» Activity
From the line with "Query: black car" through the line with "the green tree", repeat the entries verbatim, both end lines included, and add nothing.

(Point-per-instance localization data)
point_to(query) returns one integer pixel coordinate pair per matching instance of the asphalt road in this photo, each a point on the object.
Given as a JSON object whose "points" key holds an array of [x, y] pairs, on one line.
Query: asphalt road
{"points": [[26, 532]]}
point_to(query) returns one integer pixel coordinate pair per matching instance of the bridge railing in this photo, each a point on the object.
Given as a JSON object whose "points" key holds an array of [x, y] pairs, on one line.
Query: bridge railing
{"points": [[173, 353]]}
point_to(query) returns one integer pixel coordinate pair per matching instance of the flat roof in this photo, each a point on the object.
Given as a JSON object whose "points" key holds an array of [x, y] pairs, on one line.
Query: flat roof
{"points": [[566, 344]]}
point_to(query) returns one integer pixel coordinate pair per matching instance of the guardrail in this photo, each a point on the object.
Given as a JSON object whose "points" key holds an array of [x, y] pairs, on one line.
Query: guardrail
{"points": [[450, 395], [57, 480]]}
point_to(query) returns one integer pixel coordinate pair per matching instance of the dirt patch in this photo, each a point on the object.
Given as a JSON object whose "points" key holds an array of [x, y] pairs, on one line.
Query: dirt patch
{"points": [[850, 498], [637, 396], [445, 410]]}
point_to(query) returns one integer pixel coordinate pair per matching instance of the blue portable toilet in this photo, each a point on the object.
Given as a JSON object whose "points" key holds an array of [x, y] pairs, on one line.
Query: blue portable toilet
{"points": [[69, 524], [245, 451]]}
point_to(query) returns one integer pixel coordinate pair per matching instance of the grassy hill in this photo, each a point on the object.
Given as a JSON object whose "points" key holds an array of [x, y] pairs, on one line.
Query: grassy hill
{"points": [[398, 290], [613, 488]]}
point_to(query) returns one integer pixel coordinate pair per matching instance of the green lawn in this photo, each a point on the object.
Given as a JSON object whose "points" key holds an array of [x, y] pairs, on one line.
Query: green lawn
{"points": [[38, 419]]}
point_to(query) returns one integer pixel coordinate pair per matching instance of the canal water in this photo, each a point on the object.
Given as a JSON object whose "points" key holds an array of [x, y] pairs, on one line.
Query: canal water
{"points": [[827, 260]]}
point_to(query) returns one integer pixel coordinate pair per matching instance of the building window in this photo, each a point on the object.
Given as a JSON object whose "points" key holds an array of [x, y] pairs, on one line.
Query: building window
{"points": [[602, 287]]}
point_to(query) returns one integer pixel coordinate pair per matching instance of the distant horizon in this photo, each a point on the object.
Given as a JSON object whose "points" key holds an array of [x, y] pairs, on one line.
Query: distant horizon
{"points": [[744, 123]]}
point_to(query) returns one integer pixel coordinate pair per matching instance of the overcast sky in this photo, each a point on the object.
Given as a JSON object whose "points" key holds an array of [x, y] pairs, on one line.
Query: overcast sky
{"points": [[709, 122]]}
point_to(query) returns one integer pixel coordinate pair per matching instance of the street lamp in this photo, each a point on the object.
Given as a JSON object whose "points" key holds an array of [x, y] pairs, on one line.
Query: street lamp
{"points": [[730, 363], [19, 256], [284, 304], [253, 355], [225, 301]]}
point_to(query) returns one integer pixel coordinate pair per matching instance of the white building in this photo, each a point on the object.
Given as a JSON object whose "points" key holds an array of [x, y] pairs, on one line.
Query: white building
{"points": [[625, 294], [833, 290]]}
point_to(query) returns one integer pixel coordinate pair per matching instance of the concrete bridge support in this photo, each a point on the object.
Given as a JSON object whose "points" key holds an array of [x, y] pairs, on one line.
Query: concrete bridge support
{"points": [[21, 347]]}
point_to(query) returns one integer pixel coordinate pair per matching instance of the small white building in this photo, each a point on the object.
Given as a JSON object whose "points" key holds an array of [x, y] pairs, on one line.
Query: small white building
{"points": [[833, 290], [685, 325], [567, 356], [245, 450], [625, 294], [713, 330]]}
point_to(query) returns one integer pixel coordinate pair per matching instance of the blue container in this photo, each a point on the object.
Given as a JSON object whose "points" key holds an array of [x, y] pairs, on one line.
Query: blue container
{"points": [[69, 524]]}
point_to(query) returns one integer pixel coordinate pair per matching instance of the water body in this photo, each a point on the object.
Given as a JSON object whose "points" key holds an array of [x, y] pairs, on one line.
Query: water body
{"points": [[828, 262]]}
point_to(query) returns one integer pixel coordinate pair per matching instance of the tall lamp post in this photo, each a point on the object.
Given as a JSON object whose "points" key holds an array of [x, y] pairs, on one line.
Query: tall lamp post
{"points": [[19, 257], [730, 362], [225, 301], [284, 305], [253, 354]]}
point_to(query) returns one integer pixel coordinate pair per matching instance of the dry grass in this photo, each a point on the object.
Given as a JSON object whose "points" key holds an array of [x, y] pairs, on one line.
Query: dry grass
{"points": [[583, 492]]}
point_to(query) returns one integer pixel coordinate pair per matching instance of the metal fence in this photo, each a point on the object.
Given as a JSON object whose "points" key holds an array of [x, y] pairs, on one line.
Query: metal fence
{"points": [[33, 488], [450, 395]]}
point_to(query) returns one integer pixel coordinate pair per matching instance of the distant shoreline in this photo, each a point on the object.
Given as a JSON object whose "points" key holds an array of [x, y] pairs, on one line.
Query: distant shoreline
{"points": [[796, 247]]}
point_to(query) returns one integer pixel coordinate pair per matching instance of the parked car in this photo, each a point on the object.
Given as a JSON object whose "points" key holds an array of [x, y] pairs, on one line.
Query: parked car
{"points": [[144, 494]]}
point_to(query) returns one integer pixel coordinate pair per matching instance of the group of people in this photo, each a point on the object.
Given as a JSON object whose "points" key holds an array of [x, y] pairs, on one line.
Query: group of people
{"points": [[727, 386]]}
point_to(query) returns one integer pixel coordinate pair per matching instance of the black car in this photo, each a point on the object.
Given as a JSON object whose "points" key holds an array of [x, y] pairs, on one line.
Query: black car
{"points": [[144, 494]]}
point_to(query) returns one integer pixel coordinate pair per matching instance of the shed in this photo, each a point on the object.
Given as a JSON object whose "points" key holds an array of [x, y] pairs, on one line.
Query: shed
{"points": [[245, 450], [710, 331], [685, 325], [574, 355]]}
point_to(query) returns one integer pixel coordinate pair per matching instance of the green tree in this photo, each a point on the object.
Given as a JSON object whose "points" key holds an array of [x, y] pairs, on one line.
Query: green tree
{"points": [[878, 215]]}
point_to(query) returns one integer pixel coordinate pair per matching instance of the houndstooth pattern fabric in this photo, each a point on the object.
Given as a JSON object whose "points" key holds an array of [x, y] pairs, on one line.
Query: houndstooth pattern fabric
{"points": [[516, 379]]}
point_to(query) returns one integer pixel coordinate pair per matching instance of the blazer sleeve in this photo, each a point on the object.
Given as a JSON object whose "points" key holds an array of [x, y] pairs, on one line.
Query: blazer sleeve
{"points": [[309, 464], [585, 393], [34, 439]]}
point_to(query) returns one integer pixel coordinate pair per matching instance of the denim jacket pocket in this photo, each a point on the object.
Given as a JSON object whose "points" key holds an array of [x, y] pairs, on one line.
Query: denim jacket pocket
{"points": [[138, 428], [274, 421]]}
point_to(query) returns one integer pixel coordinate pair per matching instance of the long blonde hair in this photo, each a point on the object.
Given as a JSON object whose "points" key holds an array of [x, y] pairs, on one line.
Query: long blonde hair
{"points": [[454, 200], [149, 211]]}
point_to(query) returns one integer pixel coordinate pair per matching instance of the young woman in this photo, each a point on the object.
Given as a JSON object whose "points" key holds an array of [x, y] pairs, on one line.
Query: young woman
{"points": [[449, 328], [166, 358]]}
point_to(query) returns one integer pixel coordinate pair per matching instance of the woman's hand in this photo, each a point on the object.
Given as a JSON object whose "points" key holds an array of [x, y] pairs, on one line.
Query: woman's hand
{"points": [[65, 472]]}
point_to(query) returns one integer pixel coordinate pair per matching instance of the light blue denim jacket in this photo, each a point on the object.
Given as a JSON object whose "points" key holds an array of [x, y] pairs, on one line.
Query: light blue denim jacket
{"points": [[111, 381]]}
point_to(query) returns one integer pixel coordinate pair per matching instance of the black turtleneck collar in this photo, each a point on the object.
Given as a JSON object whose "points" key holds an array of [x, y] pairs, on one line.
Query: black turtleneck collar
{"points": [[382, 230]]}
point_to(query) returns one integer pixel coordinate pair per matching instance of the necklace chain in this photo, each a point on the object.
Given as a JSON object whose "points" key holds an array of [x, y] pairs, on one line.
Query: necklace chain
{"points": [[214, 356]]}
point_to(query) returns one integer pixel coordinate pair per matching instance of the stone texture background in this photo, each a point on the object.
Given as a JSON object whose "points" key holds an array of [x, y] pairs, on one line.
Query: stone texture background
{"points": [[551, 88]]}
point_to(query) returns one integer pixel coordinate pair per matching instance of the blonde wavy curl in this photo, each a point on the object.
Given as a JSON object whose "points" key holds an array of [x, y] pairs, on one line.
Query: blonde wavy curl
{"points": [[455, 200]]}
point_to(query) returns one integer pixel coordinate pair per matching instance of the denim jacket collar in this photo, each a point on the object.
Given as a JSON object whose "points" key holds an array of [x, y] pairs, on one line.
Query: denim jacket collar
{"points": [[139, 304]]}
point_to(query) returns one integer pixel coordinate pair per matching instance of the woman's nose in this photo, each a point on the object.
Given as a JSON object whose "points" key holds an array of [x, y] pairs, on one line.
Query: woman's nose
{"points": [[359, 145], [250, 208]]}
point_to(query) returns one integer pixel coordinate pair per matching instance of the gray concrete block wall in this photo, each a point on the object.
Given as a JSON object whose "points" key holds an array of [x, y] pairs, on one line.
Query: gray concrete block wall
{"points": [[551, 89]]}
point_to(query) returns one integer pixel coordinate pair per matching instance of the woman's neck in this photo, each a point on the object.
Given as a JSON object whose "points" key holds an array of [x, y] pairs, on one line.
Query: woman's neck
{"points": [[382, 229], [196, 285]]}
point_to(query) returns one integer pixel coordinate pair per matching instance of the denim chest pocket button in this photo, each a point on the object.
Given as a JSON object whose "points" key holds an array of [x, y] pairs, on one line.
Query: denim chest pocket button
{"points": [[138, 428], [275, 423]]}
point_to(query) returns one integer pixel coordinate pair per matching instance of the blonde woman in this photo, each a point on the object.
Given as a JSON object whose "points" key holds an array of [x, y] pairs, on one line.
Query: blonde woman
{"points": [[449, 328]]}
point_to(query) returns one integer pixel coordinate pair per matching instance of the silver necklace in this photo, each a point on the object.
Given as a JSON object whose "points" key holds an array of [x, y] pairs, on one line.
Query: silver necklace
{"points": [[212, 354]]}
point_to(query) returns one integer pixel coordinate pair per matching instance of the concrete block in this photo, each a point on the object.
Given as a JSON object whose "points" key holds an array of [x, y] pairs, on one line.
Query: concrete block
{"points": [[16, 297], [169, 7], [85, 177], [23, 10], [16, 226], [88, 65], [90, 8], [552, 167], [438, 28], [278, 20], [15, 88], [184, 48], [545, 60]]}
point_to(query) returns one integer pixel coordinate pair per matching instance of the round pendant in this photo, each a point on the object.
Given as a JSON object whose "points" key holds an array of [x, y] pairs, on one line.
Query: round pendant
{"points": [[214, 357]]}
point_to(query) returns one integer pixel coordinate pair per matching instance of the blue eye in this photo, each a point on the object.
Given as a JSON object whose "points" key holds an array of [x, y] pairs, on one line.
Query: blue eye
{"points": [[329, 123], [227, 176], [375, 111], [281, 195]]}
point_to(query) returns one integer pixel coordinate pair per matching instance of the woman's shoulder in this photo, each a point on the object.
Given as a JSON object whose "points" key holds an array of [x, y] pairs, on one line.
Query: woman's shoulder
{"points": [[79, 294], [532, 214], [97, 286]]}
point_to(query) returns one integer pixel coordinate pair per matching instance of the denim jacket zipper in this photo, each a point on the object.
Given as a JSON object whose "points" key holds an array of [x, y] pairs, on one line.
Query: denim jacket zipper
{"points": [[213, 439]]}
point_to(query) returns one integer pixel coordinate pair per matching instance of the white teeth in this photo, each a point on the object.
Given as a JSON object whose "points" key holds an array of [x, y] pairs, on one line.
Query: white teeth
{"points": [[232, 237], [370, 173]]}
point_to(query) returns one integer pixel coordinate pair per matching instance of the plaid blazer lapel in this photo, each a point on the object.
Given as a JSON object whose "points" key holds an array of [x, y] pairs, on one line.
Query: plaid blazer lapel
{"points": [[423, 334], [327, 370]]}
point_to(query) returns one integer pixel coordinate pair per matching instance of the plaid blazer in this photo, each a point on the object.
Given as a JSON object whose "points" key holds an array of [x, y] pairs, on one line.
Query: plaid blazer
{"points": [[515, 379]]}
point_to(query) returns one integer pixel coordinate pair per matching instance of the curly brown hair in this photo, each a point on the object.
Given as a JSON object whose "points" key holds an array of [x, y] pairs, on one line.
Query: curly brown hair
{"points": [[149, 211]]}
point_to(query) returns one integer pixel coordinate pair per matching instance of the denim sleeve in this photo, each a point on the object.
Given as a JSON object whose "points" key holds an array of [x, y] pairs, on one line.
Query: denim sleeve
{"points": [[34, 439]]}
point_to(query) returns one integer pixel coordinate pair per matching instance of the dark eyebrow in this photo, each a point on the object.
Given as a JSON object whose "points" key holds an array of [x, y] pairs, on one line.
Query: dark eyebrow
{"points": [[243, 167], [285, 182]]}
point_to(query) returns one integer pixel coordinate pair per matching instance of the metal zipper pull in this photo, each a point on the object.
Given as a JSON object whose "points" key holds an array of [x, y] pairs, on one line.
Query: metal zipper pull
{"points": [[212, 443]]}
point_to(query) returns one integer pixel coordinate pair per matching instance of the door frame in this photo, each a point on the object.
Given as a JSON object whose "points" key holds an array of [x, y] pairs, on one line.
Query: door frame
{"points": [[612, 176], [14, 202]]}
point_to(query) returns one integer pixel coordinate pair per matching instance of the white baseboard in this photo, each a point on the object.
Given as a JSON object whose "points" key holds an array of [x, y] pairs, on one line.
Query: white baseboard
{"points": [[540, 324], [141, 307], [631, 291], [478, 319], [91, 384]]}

» Reply
Query: black car
{"points": [[144, 494]]}
point_to(query) returns one integer pixel coordinate pair per matching instance of the shed in this photo, each a point on the object.
Given as a JSON object whose "points" key holds an array of [x, y] pairs, on one line.
Query: shed
{"points": [[245, 450], [710, 331], [685, 325], [574, 355]]}
point_to(query) returns one integer pixel coordinate pair per matching instance of the green tree in this photo, each a point on the object.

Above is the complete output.